WRITTEN TASK:
Pick out every line below that holds the word "note" and copy each one in full.
═══ SUPPLIED DATA
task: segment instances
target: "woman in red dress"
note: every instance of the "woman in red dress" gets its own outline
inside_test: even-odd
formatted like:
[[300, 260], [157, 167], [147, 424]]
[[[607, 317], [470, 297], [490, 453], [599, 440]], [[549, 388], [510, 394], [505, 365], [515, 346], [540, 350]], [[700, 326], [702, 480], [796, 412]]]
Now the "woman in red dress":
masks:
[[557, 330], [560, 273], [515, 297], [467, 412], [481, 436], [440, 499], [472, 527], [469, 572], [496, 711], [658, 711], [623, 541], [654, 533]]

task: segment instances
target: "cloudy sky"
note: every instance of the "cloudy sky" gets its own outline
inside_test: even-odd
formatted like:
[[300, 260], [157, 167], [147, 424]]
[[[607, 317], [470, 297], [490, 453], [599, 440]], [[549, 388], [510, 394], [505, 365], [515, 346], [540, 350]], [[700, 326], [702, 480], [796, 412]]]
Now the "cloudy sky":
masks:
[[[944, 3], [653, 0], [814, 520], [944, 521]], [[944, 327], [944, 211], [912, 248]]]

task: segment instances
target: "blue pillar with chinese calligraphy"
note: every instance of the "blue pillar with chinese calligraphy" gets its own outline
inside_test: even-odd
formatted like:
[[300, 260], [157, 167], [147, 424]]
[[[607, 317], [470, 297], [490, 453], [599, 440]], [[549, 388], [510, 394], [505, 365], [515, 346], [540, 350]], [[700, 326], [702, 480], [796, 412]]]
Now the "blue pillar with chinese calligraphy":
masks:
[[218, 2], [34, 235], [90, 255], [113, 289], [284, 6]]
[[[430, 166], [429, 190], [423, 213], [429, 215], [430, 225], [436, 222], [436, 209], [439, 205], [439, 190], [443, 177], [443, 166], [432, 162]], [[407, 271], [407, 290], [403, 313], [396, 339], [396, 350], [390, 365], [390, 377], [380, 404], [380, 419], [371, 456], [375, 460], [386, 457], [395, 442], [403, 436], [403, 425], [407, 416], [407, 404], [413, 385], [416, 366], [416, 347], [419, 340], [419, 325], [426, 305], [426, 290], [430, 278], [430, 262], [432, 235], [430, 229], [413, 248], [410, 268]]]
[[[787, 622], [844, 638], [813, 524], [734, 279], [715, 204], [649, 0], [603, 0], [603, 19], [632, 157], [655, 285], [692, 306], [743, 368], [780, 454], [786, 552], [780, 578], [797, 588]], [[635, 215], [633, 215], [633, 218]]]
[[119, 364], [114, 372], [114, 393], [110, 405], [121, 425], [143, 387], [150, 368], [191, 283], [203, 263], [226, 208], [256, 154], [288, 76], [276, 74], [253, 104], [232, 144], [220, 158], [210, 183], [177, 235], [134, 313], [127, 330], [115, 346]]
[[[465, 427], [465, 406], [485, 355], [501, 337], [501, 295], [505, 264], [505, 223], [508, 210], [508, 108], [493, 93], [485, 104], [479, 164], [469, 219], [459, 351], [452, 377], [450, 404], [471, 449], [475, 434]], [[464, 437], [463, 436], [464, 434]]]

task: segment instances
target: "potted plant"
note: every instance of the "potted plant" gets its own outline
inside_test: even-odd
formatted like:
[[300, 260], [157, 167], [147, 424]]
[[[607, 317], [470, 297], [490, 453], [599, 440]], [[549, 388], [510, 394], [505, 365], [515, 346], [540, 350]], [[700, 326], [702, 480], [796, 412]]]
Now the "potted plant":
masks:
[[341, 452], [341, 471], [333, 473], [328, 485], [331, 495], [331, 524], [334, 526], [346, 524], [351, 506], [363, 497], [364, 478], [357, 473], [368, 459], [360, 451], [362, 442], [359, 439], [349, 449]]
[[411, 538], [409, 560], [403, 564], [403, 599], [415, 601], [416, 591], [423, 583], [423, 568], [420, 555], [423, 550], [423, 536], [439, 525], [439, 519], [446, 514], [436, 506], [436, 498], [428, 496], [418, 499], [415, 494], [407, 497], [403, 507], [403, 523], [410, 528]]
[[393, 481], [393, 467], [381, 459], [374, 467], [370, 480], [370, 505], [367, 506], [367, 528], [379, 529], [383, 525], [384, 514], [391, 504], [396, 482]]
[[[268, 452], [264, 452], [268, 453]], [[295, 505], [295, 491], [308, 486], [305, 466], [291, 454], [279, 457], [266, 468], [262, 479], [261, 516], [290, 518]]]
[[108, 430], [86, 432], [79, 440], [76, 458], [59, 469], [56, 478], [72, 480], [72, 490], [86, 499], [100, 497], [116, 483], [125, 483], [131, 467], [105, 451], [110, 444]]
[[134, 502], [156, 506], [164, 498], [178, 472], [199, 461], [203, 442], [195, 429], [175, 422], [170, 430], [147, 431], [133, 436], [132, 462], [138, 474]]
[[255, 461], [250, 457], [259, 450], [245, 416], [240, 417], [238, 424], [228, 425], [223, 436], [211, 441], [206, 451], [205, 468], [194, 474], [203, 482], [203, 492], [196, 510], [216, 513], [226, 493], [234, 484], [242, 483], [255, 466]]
══════
TASK RESULT:
note: every instance of the "woman in red dress" gets its own outline
note: every instance of the "cloudy sky" gets its own outline
note: every instance of the "blue pillar with chinese calligraphy" gets its own outline
note: every instance of the "potted plant" gets its own outline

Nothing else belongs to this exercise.